Rewrite the Floris perfume article from "The perfume that" to "eau de parfum.", changing "ginger" to "cardamom".

*Page text*

· · · · ·

You may well have heard that Floris, London’s premier perfumers since 1730, made a special fragrance for Meghan Markle when she got married to Prince Harry, sixth in line to the throne of England, but Edward Bodenham couldn’t possibly confirm or deny it. Quite like his ancestors have never confirmed nor denied that Queen Elizabeth II wore White Rose by Floris (supposedly because it reminded her of carnations, her favourite flower) for her wedding to Prince Philip in 1947.
I am sitting in the basement smelling room and office of Bodenham, perfumery director and ninth generation owner of the fragrance makers to royalty. To arrive at this room, one passes through the elongated shop floor at the entrance of the Floris building and then is guided to a slim door on the right hand corner of the room. The door leads down a series of stairs that opens to a wide room which is a cross between a medieval accountant’s warehouse and an equally old chemist’s laboratory. This is appropriate because, in fact, it is a room full of old leather-bound ledgers of customers of Floris over the centuries and vials of multi-coloured perfumes.
What Bodenham can confirm though is that they did make a perfume for the wedding of Kate Middleton, Markle’s sister-in-law, when she got married to Prince William, second in line to the crown. Called the Wedding Bouquet, the fragrance that Bodenham sprays a little on smelling paper for me, is delicate and soothing, with top notes of lily of the valley. “It was in keeping with the mood of that occasion,” says Bodenham at the company’s store-and-offices at 89, Jermyn Street in London. “The mood of royal occasions is very important to us.”
The perfume that Floris created for the Meghan-Harry wedding is rumoured to have notes of citrus, bergamot, orange blossom or neroli, green tea, and ginger, and is inspired by its Bergamotto di Positano eau de parfum.

· · · · ·

*Dataset records*
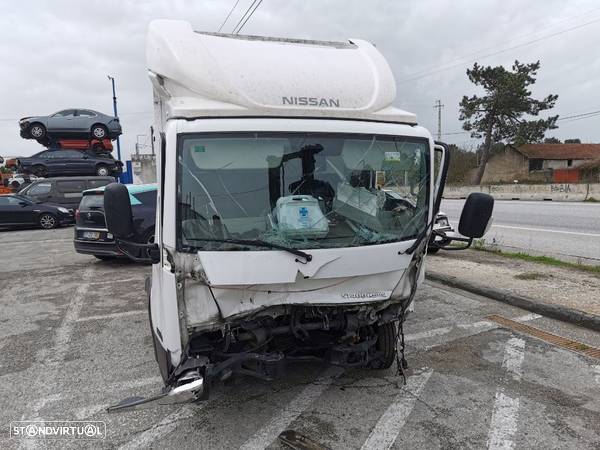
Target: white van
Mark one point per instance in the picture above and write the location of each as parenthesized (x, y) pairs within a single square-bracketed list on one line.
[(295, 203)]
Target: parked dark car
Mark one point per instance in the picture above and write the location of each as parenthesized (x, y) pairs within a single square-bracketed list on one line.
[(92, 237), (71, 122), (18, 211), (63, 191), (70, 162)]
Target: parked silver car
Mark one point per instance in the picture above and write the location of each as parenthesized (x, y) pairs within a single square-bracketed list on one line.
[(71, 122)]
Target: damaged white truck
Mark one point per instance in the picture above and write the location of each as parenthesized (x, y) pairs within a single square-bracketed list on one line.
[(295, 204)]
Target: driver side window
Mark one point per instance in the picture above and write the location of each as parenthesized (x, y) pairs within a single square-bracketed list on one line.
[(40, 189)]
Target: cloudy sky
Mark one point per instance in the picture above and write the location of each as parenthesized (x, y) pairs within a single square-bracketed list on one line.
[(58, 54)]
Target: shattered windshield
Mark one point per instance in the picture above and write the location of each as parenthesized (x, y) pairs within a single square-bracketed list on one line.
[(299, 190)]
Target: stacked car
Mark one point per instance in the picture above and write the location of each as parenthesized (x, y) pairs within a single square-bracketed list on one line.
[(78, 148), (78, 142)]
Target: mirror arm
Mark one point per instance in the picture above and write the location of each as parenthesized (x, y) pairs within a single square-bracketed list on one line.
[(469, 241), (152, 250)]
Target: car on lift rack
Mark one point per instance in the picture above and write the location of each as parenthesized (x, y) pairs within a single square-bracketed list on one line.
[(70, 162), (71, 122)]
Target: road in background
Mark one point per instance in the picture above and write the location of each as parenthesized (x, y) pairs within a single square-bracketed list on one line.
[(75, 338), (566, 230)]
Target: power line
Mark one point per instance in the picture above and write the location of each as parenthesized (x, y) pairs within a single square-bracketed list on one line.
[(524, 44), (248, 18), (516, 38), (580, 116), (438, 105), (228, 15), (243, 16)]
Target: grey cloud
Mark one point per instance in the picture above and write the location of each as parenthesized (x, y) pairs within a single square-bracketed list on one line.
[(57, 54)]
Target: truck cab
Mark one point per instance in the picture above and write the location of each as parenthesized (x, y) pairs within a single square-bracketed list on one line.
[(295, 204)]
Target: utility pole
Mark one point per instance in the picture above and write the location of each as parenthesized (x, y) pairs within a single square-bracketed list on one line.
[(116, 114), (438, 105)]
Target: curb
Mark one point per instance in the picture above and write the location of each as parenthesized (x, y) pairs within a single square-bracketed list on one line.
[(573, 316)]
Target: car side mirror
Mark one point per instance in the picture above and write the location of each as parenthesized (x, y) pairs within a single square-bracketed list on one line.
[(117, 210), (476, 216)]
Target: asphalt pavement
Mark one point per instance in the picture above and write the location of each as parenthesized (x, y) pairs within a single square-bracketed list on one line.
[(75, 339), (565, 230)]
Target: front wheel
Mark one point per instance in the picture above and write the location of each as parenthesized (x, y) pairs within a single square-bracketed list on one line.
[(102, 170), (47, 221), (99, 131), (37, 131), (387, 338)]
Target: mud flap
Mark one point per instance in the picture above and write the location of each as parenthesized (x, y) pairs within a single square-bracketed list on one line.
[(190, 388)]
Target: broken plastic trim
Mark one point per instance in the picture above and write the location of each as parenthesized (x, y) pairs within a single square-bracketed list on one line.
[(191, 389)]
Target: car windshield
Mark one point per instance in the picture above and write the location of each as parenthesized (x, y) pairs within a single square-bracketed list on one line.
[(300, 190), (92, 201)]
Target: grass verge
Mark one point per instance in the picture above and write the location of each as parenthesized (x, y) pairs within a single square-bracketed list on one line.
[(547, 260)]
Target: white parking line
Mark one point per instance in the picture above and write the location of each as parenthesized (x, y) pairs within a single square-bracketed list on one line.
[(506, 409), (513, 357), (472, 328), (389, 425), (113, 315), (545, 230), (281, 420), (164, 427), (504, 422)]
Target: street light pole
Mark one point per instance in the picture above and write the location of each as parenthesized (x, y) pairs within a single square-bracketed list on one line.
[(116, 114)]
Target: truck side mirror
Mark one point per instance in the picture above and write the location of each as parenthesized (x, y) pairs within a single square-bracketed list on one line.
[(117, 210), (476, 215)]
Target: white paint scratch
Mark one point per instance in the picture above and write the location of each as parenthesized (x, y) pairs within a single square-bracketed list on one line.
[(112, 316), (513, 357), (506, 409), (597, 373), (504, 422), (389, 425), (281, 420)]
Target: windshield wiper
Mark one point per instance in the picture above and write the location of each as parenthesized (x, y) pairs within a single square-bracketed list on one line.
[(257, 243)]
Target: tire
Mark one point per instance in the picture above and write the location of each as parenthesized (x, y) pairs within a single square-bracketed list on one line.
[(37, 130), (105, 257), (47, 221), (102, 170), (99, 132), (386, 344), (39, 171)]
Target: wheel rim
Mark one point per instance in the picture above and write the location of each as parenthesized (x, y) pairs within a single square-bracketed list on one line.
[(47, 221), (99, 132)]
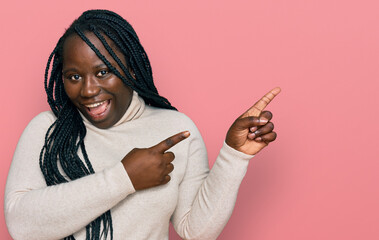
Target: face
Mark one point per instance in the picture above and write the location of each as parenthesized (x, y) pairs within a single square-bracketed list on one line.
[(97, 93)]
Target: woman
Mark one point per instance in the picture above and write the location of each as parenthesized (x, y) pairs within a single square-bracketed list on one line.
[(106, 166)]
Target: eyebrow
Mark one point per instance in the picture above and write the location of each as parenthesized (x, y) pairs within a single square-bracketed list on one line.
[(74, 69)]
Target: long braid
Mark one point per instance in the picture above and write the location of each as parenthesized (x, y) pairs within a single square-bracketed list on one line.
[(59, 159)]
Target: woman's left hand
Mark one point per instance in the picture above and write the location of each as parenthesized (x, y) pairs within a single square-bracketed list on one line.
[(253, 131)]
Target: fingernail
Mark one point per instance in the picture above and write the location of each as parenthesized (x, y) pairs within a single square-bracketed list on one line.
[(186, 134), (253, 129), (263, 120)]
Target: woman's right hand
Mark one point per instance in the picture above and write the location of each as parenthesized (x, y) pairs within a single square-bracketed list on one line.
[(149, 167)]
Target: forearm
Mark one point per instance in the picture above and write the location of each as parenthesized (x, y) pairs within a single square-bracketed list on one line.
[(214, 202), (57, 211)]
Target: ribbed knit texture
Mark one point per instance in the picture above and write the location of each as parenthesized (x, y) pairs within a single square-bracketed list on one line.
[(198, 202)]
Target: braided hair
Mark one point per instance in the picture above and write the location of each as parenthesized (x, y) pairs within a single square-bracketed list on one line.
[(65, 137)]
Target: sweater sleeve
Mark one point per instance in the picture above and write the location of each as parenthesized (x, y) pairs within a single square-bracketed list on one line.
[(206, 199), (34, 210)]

· · · · ·

*Output of the task*
The perfume that Floris created for the Meghan-Harry wedding is rumoured to have notes of citrus, bergamot, orange blossom or neroli, green tea, and cardamom, and is inspired by its Bergamotto di Positano eau de parfum.